PROBLEMS TO WORK ON>
1. Translate the following sentence from the post on fermentation and cheese into Spanish: "It was an outstanding episode on fermentation and food."
2. Print the portion of the post on fermentation and cheese that runs from "It was an outstanding" up to and including "hundreds of years.", reproducing it without alteration.

SELECTED EXCERPT>
"""

Thursday, March 03, 2016

To cook or not to cook, that is the consequential question

My husband have been watching this new documentary series on Netflix called "Cooked" by Michael Pollan. He was very impressed by it and insisted that I at least watch the last episode: Episode 4, Earth. 

It was an outstanding episode on fermentation and food. Do you know that cocoa is actually from fermented beans? And I absolutely loved the section on cheese. 

Pollan said, "Disgust is one of the primary human emotions, an instinctive reaction to something that offends our sense of taste and could be dangerous. Cheese reconnects us with a very earthy side of life, and about decay and decomposition."

He was featuring this nun, Sister Noelle Marcellino who is also a microbiologist from Abbey Regina Laudis in Bethlehem, Connecticut. She makes a version of a French cheese called Saint-Nectaire, a raw milk, uncooked, natural ruins cheese made strictly according to ancient techniques that have been practiced in France for hundreds of years. 

It's what she said about eating cheese that impressed me, "It's this sense that we're eating decomposition, break-down product. You could call it death. To me, it's a taste of that, but a promise of something delicious. So, I think it's almost a subconscious way of being prepared for death and facing our own mortality. And for me, that analogy of really, a death, a decomposition creating this wonderful flavor, it's a promise of something better. I experience that over and over again when I look at cheese, when I smell cheese, and when then I look at cheese the microbial ecology of cheese. That's the wonder for me, that it's a promise of life beyond death."

"""

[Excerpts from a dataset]
"""

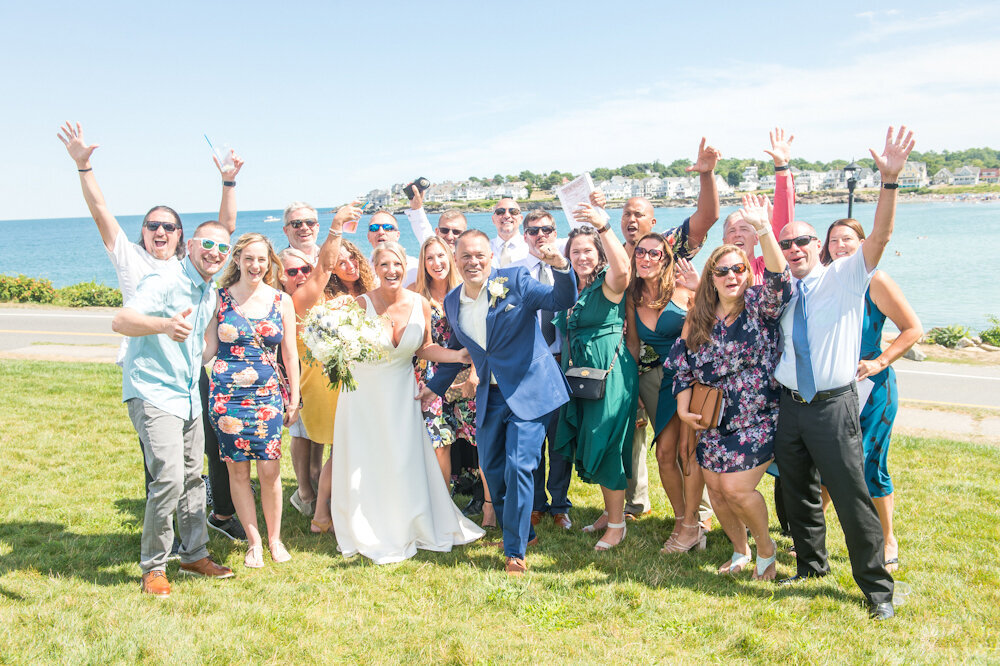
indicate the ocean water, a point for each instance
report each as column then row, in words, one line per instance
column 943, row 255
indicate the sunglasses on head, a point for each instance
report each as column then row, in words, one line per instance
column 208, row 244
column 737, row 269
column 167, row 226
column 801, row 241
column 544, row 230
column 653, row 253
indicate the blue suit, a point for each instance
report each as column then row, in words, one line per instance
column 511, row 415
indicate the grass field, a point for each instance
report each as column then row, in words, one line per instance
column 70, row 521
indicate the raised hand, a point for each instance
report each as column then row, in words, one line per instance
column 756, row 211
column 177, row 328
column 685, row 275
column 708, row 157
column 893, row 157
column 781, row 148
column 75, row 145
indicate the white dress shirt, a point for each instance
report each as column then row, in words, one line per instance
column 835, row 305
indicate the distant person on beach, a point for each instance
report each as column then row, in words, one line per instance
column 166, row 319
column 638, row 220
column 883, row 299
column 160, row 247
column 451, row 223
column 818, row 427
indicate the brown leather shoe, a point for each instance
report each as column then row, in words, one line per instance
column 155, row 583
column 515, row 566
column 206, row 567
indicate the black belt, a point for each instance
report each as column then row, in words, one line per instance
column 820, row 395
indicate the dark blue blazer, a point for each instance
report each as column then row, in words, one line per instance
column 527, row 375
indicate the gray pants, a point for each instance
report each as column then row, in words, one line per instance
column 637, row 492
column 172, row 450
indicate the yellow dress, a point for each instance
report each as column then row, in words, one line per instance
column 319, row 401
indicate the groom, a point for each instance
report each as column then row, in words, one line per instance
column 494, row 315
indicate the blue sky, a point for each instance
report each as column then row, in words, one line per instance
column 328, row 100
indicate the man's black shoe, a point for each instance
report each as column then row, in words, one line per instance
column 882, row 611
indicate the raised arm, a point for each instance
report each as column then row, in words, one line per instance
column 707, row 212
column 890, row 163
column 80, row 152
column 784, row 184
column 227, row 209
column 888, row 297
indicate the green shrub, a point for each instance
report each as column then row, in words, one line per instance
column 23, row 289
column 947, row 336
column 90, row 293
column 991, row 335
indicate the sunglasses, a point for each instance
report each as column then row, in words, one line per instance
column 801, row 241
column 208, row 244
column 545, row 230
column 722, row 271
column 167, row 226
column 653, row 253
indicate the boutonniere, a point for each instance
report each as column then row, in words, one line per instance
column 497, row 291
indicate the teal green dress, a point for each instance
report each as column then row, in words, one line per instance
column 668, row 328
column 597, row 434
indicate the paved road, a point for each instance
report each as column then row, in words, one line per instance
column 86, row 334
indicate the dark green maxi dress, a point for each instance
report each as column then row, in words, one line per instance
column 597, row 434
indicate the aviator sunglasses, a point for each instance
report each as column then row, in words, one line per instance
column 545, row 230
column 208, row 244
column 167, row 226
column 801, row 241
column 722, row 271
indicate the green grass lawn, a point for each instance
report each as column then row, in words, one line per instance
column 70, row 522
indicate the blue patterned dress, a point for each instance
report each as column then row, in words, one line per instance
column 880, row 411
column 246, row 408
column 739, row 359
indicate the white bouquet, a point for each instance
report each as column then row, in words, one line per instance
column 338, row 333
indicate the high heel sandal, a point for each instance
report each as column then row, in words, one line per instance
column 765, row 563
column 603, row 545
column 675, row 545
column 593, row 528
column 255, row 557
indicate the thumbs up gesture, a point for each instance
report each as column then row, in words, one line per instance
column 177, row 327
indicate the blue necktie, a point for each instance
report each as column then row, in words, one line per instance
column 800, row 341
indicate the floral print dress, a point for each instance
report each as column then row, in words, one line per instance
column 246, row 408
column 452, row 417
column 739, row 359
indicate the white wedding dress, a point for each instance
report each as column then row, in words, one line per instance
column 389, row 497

"""

RESPONSES TO THE TASKS>
1. Fue un episodio extraordinario sobre la fermentación y la comida.

2.
It was an outstanding episode on fermentation and food. Do you know that cocoa is actually from fermented beans? And I absolutely loved the section on cheese. 

Pollan said, "Disgust is one of the primary human emotions, an instinctive reaction to something that offends our sense of taste and could be dangerous. Cheese reconnects us with a very earthy side of life, and about decay and decomposition."

He was featuring this nun, Sister Noelle Marcellino who is also a microbiologist from Abbey Regina Laudis in Bethlehem, Connecticut. She makes a version of a French cheese called Saint-Nectaire, a raw milk, uncooked, natural ruins cheese made strictly according to ancient techniques that have been practiced in France for hundreds of years.